Dataset records:
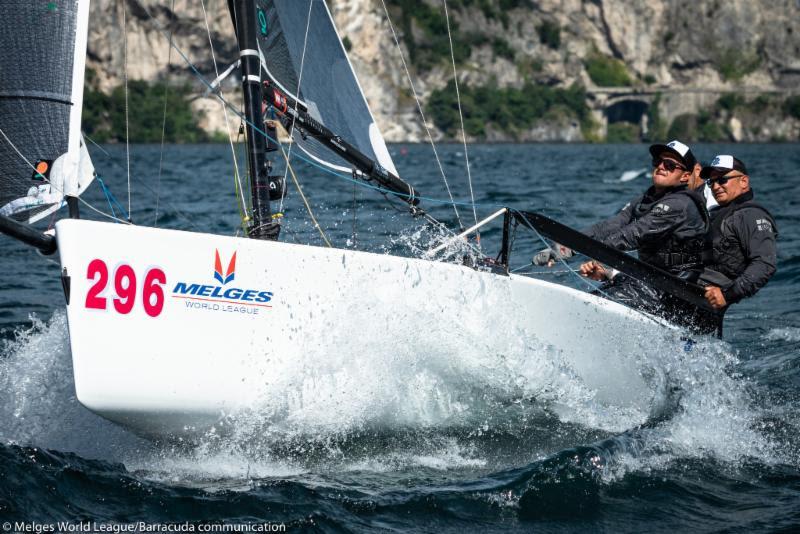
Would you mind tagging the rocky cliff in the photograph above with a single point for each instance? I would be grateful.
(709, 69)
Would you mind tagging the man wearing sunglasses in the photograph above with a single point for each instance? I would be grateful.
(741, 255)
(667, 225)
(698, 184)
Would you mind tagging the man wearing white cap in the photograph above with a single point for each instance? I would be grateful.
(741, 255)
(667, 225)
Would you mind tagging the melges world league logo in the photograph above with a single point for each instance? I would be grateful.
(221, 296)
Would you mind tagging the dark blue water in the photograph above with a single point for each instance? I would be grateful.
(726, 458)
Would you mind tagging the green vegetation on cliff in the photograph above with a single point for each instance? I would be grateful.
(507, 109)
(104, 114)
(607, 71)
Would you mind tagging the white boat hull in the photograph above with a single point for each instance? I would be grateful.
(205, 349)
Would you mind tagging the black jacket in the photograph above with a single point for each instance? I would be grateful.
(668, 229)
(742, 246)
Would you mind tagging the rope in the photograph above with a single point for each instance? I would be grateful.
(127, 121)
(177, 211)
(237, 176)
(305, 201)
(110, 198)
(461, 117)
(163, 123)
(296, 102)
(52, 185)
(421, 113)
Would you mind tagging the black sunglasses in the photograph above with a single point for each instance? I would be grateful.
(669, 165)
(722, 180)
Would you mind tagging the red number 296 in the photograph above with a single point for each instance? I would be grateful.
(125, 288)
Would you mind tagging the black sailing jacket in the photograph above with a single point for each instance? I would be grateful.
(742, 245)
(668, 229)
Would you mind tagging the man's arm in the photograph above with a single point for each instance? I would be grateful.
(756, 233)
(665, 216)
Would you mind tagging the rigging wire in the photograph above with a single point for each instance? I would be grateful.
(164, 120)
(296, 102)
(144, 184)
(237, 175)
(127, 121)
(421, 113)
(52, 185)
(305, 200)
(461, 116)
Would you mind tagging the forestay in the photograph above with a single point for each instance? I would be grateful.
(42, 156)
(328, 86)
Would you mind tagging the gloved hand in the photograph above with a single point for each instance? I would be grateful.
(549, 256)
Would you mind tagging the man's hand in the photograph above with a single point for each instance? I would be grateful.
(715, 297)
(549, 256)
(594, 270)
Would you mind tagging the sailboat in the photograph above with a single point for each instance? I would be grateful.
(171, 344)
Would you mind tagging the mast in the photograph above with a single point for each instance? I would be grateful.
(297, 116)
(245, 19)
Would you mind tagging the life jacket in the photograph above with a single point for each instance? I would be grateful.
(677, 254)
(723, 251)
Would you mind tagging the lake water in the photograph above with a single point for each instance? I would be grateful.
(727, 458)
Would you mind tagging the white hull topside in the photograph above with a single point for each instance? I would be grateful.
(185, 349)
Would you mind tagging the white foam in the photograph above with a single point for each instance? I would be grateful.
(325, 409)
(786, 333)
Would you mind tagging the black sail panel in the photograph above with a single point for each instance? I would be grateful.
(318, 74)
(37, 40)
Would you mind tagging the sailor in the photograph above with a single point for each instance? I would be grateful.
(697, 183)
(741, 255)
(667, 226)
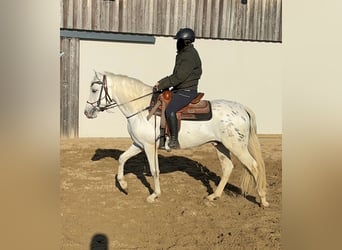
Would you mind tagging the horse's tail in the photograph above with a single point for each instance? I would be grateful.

==

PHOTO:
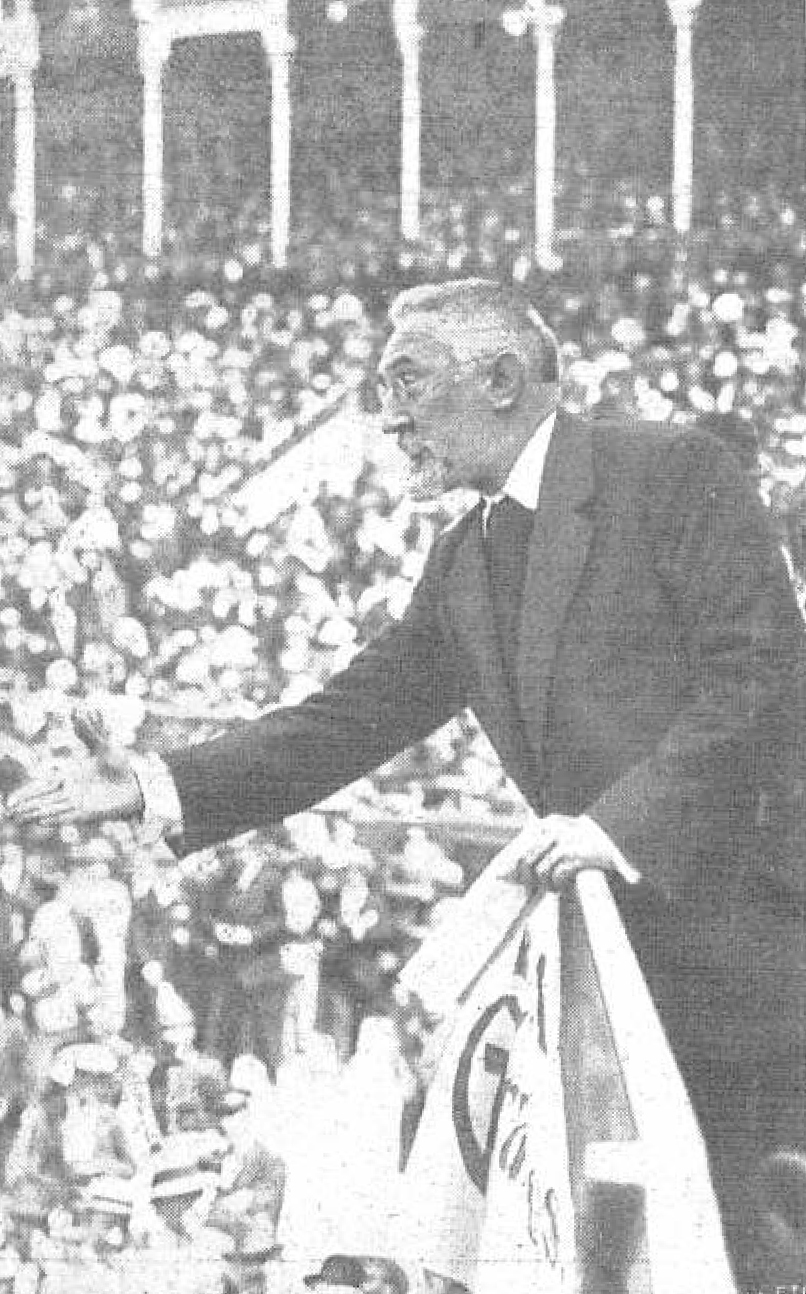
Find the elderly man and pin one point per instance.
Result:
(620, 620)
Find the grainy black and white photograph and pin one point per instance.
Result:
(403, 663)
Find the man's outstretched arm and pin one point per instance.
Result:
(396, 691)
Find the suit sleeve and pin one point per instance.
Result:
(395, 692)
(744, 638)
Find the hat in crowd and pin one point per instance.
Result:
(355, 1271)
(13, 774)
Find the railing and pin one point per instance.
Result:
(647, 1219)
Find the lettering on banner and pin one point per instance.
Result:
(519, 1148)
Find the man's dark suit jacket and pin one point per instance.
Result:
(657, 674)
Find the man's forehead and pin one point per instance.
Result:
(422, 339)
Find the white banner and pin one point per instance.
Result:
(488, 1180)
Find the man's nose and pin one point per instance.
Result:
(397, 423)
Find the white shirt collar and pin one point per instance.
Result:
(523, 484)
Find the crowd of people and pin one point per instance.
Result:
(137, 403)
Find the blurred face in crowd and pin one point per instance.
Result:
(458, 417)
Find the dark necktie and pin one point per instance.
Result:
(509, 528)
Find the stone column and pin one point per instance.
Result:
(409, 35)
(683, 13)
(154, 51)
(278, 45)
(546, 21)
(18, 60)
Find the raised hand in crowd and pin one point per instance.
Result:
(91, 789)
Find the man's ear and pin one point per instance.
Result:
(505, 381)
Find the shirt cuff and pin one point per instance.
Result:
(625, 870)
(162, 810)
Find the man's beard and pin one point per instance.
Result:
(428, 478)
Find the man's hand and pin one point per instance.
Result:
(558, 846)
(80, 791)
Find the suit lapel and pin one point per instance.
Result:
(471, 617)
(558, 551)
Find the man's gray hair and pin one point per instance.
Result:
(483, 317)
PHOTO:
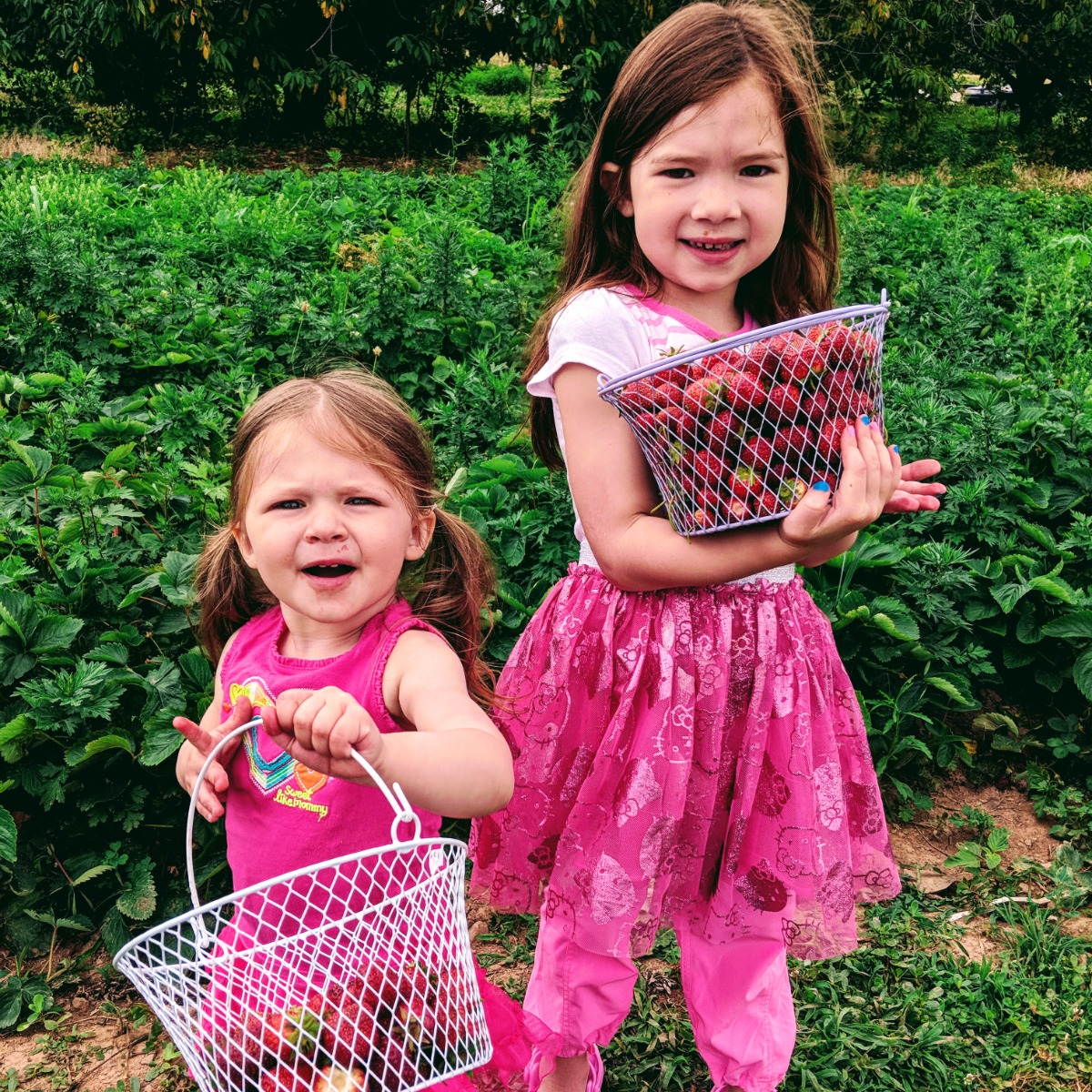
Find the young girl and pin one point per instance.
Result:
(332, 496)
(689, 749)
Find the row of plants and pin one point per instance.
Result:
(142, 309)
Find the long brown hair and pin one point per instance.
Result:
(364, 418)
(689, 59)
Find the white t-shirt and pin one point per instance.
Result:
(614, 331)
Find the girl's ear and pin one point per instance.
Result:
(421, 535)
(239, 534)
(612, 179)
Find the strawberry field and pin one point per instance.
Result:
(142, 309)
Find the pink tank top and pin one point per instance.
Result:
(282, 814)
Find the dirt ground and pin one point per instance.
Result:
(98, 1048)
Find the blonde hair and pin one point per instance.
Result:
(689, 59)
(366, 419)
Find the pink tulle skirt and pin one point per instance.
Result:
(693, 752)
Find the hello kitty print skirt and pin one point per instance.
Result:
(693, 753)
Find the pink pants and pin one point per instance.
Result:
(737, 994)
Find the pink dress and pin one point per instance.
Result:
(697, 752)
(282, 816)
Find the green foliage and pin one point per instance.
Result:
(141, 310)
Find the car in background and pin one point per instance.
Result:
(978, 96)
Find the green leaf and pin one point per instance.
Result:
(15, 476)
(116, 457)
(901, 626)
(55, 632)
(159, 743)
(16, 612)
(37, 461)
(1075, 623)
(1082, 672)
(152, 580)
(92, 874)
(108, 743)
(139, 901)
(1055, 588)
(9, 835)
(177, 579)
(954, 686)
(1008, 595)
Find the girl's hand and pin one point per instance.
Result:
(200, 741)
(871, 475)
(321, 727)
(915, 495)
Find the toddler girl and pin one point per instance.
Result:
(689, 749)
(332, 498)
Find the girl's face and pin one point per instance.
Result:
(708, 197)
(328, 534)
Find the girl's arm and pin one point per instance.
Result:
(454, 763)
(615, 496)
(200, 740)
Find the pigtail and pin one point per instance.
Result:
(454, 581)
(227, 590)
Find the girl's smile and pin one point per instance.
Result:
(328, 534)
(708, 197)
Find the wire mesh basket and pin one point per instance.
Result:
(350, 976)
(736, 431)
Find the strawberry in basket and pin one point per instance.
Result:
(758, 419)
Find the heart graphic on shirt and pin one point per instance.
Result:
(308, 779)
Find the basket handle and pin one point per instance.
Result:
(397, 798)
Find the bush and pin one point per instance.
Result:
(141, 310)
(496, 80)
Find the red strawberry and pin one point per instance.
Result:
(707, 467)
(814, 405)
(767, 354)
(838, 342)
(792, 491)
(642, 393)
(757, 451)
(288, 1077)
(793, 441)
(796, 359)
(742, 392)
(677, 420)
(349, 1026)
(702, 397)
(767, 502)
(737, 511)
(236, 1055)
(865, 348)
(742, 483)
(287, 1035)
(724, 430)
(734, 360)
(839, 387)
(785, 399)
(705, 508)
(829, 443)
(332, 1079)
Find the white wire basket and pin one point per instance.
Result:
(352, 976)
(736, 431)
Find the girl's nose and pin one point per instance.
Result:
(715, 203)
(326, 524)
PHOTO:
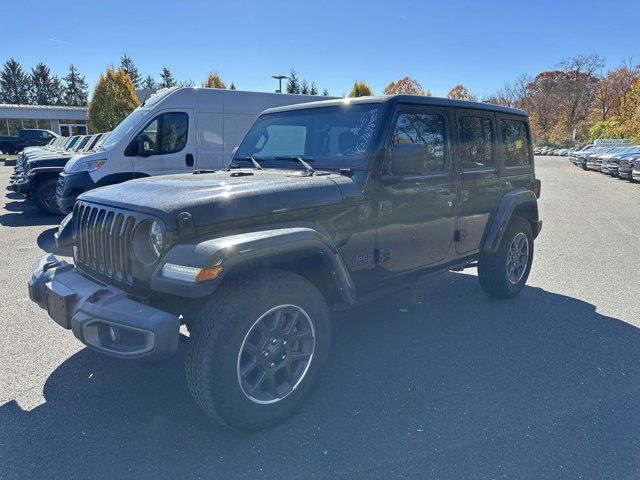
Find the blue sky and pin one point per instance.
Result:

...

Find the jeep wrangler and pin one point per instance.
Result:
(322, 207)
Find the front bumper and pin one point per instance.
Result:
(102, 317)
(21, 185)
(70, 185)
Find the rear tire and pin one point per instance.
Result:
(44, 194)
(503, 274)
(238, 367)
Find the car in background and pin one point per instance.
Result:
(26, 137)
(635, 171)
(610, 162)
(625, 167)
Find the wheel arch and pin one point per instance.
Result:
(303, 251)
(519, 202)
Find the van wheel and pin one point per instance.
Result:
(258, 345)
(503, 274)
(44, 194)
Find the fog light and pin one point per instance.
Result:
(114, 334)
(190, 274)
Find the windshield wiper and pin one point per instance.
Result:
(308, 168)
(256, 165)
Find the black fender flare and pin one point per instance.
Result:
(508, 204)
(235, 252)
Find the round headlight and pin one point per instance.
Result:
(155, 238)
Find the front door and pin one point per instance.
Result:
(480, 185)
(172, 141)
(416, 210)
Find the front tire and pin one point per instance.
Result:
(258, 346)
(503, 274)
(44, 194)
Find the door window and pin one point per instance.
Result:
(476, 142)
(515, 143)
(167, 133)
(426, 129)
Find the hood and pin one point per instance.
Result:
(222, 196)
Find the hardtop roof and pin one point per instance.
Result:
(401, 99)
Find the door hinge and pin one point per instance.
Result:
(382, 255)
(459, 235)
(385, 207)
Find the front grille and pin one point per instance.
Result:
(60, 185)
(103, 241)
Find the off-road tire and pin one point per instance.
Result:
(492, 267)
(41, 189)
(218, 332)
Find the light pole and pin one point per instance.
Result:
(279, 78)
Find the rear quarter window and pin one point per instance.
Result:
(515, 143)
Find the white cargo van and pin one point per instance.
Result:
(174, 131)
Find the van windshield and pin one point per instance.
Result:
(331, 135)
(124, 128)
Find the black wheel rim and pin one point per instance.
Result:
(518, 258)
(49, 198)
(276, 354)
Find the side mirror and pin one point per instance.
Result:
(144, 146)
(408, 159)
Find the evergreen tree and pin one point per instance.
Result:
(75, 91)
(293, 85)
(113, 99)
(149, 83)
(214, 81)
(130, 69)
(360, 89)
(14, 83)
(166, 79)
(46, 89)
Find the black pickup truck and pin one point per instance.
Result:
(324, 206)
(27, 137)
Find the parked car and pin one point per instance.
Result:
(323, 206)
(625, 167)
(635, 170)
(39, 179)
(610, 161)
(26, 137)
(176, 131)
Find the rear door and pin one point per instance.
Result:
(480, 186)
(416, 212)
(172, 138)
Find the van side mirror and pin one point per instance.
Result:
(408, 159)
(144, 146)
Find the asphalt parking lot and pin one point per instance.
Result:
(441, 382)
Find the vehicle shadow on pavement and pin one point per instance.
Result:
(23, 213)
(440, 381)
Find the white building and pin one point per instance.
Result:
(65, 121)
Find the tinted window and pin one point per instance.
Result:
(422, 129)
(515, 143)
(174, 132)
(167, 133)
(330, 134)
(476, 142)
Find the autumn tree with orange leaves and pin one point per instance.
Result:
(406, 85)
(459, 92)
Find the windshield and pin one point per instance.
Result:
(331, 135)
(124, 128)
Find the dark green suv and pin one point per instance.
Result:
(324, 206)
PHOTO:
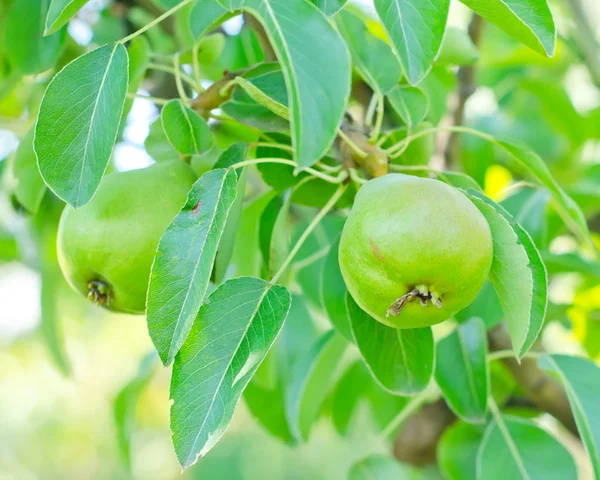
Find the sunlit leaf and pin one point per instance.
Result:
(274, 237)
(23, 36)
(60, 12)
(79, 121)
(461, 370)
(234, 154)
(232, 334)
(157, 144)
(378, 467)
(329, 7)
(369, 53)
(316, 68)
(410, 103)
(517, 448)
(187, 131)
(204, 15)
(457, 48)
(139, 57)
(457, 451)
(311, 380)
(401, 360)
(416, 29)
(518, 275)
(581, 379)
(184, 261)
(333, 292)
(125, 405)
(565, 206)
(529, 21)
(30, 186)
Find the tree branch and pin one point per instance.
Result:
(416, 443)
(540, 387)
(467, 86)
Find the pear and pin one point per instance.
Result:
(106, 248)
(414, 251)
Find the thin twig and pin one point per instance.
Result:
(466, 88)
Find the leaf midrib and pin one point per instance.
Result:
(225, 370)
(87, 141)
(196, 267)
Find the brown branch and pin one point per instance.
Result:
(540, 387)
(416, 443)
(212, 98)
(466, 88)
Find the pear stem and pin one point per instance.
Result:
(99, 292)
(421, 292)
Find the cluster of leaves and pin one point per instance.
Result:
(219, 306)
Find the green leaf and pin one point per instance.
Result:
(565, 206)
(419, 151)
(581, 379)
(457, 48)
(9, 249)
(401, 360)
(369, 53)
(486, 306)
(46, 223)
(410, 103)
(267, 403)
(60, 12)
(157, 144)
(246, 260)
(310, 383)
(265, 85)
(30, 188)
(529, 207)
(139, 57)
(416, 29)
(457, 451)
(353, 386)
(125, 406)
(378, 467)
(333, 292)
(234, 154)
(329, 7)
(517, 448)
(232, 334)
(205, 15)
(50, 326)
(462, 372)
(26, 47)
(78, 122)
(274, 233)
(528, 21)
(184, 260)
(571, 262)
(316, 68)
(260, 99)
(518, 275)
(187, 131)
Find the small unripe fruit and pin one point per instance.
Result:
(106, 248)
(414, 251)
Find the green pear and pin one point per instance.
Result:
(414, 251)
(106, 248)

● **Brief**
Among the entries above, locate the line with "Find the rear quarter" and the line with "Find the sunlit". Give those two lines and all lines between them again, exactly, leaving out the pictures.

● **Solution for this task**
Find the rear quarter window and pin one point per instance.
Result:
(515, 143)
Find the white cargo van and pin one point per instance.
Result:
(174, 131)
Find the van windshield and pin one point per instance.
Result:
(331, 135)
(124, 128)
Find the black wheel rim and pin one point per instance.
Result:
(518, 258)
(49, 198)
(276, 354)
Find the side mirror and pin one point per instance.
Result:
(144, 146)
(408, 159)
Find the evergreen tree and pin one point per instance.
Result:
(75, 91)
(293, 85)
(113, 99)
(149, 83)
(214, 81)
(130, 69)
(360, 89)
(14, 83)
(166, 79)
(46, 89)
Find the black pickup truck and pin one point per instance.
Result:
(324, 206)
(27, 137)
Find the parked car and pin one point per instance.
Result:
(323, 206)
(625, 167)
(635, 170)
(39, 179)
(610, 161)
(26, 137)
(176, 131)
Find the rear door and pin one point per instance.
Result:
(480, 186)
(416, 212)
(172, 138)
Find the van side mirror and pin one point per instance.
Result:
(408, 159)
(144, 146)
Find the asphalt parking lot and pin one point per instance.
Result:
(441, 382)
Find the vehicle shadow on pavement and pin one point per instance.
Result:
(23, 213)
(440, 381)
Find the white building and pin one point per instance.
Result:
(65, 121)
Find the tinted window and pin one point per instance.
Result:
(422, 129)
(515, 143)
(174, 132)
(167, 133)
(330, 134)
(476, 142)
Find the autumn tree with orange leaves and pin one point per instance.
Result:
(406, 85)
(459, 92)
Find the windshield and pin one point per instance.
Result:
(331, 135)
(124, 128)
Find the dark green suv and pin one point per instance.
Result:
(324, 206)
PHOTO:
Find the sunlit leaf and pin one point per instance.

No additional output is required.